## WORK INSTRUCTION 1
In the passage on the iPhone 18 Pro, which manufacturing process is the A20 Pro chip said to use?
## WORK INSTRUCTION 2
Write the next part of the passage on the iPhone 18 Pro, picking up after its final sentence.

## EXTRACT TO READ
If this sounds familiar in footprint and feel to the current Pro phones, that’s deliberate — the iPhone 18 Pro and Pro Max are expected to keep the 6.3" and 6.9" sizes respectively, much like the iPhone 17 family; for perspective on how Apple has handled these size tiers before, see our look at the differences between the iPhone 17 models (/news/iphone-17-pro-upgrade-guide).
Power under the glass: A20 Pro, 2nm and RAM on the wafer
One of the clearest common threads in reports is the chipset: Apple’s next flagship silicon, likely branded A20 Pro, is said to use TSMC’s 2nm (N2) process. Beyond the usual gains in speed and efficiency, the A20 is expected to come in a new wafer‑level multi‑chip module (WMCM) package that integrates LPDDR5 RAM directly onto the same wafer as the CPU, GPU and Neural Engine. Leaks peg the Pro and foldable SKUs at 12GB of RAM.

## RECORDS SHOWN

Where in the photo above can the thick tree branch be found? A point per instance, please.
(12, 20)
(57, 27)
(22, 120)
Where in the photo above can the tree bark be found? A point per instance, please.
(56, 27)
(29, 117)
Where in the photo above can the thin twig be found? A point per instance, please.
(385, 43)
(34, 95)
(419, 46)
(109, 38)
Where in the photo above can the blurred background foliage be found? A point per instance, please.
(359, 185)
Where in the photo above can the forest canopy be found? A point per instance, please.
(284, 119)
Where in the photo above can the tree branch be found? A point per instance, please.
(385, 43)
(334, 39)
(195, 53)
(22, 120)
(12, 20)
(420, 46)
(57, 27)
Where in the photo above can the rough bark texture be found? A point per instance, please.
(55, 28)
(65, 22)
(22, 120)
...
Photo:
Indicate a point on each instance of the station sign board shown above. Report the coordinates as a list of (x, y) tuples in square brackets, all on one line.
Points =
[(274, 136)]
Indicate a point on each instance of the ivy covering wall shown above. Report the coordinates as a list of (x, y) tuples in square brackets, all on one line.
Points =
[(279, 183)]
...
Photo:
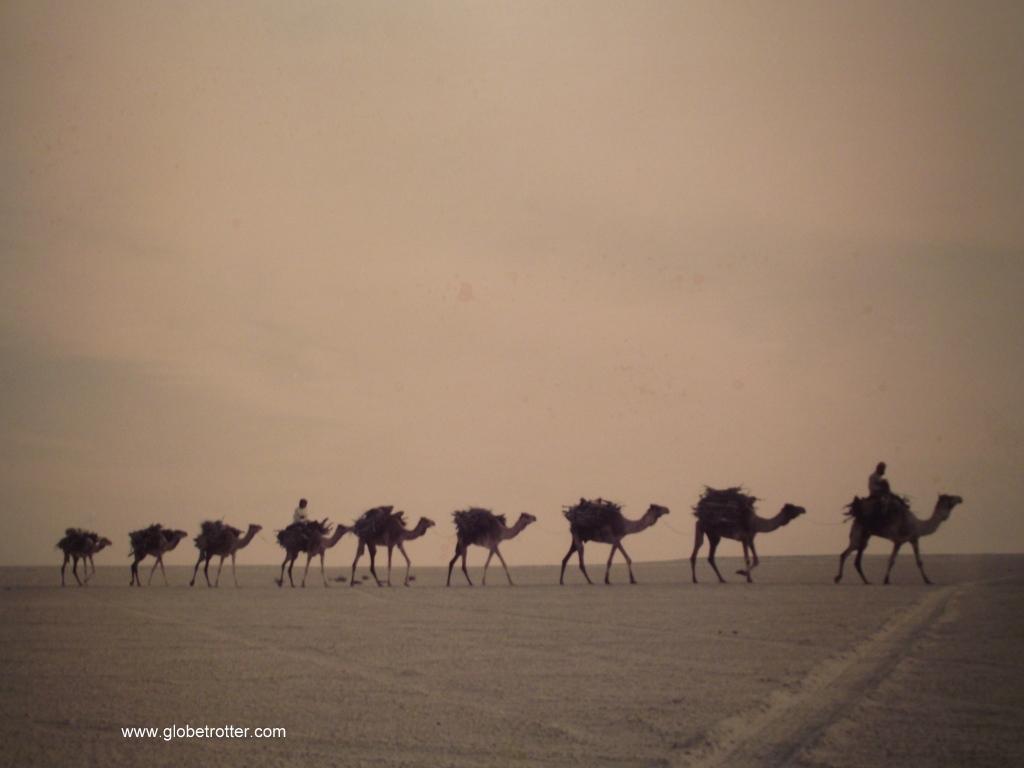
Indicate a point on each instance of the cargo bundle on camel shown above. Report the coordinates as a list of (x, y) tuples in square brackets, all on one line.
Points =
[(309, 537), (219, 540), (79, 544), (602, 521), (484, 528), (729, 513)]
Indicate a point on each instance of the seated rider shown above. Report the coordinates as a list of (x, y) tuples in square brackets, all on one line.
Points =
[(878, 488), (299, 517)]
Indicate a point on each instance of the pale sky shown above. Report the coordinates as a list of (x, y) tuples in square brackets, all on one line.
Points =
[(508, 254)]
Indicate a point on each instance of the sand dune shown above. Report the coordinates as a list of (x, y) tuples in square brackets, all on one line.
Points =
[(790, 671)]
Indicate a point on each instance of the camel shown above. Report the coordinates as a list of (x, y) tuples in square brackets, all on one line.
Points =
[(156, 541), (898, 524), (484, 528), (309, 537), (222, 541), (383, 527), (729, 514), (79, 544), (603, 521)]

## ANSWER BOX 1
TSMC's 2nm (N2) process.

## ANSWER BOX 2
Why does that matter? WMCM promises lower latency between the processor and memory, a smaller chip footprint (freeing internal space), and better power efficiency — advantages that translate directly into faster app performance, longer battery life and improved on‑device AI. Apple has been explicit about beefing up local AI workloads in the coming year, and this silicon move dovetails with that push. Apple’s plan to pair more capable hardware with a new Siri (reportedly powered in part by a custom Google Gemini model) suggests the company is serious about running heavier AI features directly on iPhones (/news/apple-google-gemini-siri).
Cameras, modems and a few toggles of uncertainty
Camera rumors show incremental and some ambitious changes: triple 48MP rear sensors remain the baseline for Pro models, with periscope telephoto lenses expected on the bigger Pro Max and possibly the fold. Some leaks even mention a variable aperture mechanism for the main camera on the Pro Max — a mechanical iris that would let photographers dial aperture for creative control and low‑light performance. Front‑camera resolutions vary between reports (18MP in some analyst notes, 24MP in others), so take the exact numbers with caution.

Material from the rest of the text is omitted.